PROVIDED RECORDS section start

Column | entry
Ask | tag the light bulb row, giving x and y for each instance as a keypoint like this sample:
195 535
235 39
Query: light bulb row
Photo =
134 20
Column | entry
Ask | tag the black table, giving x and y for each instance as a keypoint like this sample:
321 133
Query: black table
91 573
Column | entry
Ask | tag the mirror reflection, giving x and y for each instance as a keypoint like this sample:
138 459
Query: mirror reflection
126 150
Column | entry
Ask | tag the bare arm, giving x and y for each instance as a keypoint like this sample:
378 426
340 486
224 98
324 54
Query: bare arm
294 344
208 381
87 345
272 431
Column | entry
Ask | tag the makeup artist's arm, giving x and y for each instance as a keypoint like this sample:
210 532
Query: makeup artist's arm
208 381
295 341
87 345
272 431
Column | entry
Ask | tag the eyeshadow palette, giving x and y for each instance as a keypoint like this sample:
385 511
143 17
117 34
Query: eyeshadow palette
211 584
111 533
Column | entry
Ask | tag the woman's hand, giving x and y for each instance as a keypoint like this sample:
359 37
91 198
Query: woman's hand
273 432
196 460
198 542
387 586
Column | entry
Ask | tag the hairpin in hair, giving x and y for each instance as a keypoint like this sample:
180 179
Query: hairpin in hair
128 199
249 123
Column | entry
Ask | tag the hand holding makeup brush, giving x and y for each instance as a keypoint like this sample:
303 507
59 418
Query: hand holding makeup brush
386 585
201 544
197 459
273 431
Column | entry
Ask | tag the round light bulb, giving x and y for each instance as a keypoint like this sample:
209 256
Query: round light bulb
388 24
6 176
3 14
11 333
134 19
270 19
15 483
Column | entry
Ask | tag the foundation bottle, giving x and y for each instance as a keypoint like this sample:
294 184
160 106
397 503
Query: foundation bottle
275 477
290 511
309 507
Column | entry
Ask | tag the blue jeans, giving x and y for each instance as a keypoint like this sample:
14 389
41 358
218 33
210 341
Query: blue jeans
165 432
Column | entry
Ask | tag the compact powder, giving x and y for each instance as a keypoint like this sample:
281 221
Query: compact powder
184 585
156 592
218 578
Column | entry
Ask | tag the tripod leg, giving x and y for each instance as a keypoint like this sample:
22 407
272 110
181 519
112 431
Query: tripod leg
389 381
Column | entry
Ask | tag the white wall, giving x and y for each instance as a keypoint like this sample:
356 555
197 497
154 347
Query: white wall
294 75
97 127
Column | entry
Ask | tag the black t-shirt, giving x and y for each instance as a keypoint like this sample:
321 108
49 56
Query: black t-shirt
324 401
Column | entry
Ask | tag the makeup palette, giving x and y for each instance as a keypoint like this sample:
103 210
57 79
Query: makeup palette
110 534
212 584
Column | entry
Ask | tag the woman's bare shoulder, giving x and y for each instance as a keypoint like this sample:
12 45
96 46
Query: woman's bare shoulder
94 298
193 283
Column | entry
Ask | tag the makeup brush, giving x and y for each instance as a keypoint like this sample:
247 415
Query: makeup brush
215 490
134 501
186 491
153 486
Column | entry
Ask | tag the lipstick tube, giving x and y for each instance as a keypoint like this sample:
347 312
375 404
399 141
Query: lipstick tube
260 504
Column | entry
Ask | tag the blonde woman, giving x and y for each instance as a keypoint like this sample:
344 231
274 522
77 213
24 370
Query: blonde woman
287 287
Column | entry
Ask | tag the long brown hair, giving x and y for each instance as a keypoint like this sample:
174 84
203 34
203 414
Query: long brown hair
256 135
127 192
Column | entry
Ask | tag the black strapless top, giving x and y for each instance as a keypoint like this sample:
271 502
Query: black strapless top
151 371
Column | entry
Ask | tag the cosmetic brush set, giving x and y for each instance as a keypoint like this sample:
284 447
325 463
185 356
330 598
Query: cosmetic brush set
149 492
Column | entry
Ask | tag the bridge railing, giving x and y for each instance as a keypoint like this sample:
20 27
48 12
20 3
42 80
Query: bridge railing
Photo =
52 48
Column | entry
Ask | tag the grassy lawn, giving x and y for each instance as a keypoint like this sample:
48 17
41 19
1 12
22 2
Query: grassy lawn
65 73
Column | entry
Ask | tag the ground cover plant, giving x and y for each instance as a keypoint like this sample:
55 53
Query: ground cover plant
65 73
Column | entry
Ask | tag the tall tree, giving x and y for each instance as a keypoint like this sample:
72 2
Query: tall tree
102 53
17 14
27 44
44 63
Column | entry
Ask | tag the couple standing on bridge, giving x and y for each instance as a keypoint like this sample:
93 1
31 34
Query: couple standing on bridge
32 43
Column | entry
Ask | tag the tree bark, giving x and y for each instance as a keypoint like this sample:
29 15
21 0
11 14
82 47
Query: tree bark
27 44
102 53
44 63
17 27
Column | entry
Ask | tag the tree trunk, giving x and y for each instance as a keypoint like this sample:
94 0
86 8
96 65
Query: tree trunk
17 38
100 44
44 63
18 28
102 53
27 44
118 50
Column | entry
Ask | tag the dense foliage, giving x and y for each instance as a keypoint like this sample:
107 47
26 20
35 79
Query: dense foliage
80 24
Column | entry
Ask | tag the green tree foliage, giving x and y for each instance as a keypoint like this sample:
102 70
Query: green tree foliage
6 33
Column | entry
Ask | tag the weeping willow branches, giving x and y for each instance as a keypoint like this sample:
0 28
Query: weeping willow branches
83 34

PROVIDED RECORDS section end

TASK DETAILS: Write the data above out again in full, with every word as given.

ANSWER FOR THE TASK:
Column | entry
Ask | tag the light bulb row, giving x and y for each instance as a keypoint like this sample:
195 535
235 39
Query: light bulb row
Photo =
134 20
Column | entry
Ask | tag the black table, giving x and y for each instance as a keypoint like this sample:
321 133
Query: black table
91 573
Column | entry
Ask | tag the mirror reflection, giving x and y for each instance as a keypoint like this sample:
138 459
Query: mirror reflection
126 150
Column | entry
Ask | tag the bare arm, giving x and y for each instance as a keypoint like this sample:
378 426
340 486
224 98
324 54
Query: bare arm
294 344
208 381
87 345
272 431
Column | entry
Ask | tag the makeup artist's arm, giving x and y for each instance as a keypoint like this sample:
210 532
Query: makeup artist's arm
208 381
295 341
87 345
272 431
Column | entry
Ask | tag the eyeshadow palette, giving x and y for each instance as a keypoint like this sample:
385 511
143 17
117 34
Query: eyeshadow palette
211 584
111 533
Column | entry
Ask | tag the woman's hand, giving x and y for each instance as a keypoint like this sample:
359 37
91 198
Query: woman's hand
273 432
196 460
198 542
387 586
Column | entry
Ask | tag the hairpin in hair, giving x and y for each instance as a keypoint like this sample:
180 179
Query: hairpin in hair
128 199
249 123
Column | entry
Ask | tag the hand holding makeup brush, giving x and y for each instance as a keypoint like this sample:
303 507
59 418
Query: hand holding makeup brush
386 585
201 544
197 459
273 431
Column | entry
Ask | tag the round light bulb, giving x and y for each instance as a keypoint like this sample:
209 256
Query: round light bulb
388 24
6 176
3 14
11 333
134 19
270 19
15 483
Column | entry
Ask | tag the foundation bottle, giving x and y for each instance as a keypoint like this sample:
294 184
160 106
397 503
Query: foundation bottle
275 477
290 511
309 507
Column | entry
Ask | tag the blue jeans, giving x and y for each instance as a keypoint like this sample:
14 389
41 358
218 33
210 341
Query: blue jeans
165 432
Column | entry
Ask | tag the compact powder, giving x and y for each instance as a keypoint like this sample:
281 221
Query: compact powder
184 585
156 592
218 578
Column | entry
Ask | tag the tripod leg, giving x and y for each instance as a keypoint like this sample:
22 407
272 110
181 519
112 431
Query: tripod leg
389 381
Column | entry
Ask | tag the white wall, giving x and y for each instance as a keypoint like this sample:
356 555
197 497
154 347
Query: white wall
294 75
97 127
Column | entry
Ask | tag the black t-shirt, giving x and y for each instance as a keypoint like this sample:
321 108
49 56
Query: black t-shirt
324 401
Column | entry
Ask | tag the makeup palette, giving x and y for each instance as a keypoint like this sample:
103 210
57 79
Query: makeup palette
110 534
212 584
Column | entry
Ask | tag the woman's bare shoulder, giving x and y for each instance as a keypoint like this sample:
12 45
96 46
Query: woman's bare shoulder
94 298
193 283
Column | entry
Ask | tag the makeup brush, giving x and y for each instance as a keypoint like this sample:
247 415
Query: makeup brush
215 490
134 501
186 491
153 486
Column | entry
Ask | tag the lipstick tube, giving x and y for each instance as a keypoint like this sample:
347 312
375 404
399 141
Query: lipstick tube
260 504
Column | entry
Ask | tag the blonde woman, giving x and y for each instance as a keypoint like this sample:
344 231
274 522
77 213
24 370
Query: blonde woman
287 287
Column | entry
Ask | tag the long brown hair, giving x and y for each instance as a keypoint like this sample:
174 84
203 34
203 414
Query: long brown hair
256 135
127 192
Column | entry
Ask | tag the black strapless top, giving x and y for each instance as a keypoint like this sample:
271 502
Query: black strapless top
151 371
Column | entry
Ask | tag the cosmetic brush set, giving x and y for each instance as a keypoint like this sample:
284 447
325 463
185 356
330 598
Query: cosmetic brush set
149 492
Column | entry
Ask | tag the bridge railing, giving x and y for each instance as a keypoint like this sample:
20 27
48 12
20 3
42 80
Query: bridge railing
Photo =
52 48
Column | entry
Ask | tag the grassy lawn, giving x and y for each instance as a keypoint like this sample:
48 17
41 19
1 12
22 2
Query: grassy lawn
65 73
Column | entry
Ask | tag the ground cover plant, giving x and y for each instance as a keypoint like this sample:
55 53
Query: ground cover plant
65 73
Column | entry
Ask | tag the tall tree, giving x and y for each instance as a keypoint like this sample:
72 2
Query: tall tree
102 53
17 14
27 44
44 63
Column | entry
Ask | tag the couple standing on bridge, giving x and y for each instance as a keypoint like this sample:
93 1
31 34
Query: couple standing on bridge
32 43
Column | entry
Ask | tag the tree bark, giving x and y for each instance as a keypoint like this sample:
29 15
21 0
11 14
82 47
Query: tree bark
27 44
102 53
44 63
17 27
Column | entry
Ask | tag the tree trunk, giving x and y for each instance as a keypoint like this sample:
94 0
86 8
96 65
Query: tree trunk
17 38
100 44
44 63
18 28
102 53
27 44
118 50
Column | entry
Ask | tag the dense foliage, giving x and y for each instance as a keypoint like this sample:
107 47
26 20
35 79
Query: dense foliage
80 24
Column | entry
Ask | tag the green tree foliage, giving x and y for each instance as a keypoint like this sample:
102 70
Query: green tree foliage
6 33
Column | entry
Ask | tag the weeping willow branches, giving x and y for each instance as a keypoint like this sample:
0 28
Query: weeping willow branches
83 34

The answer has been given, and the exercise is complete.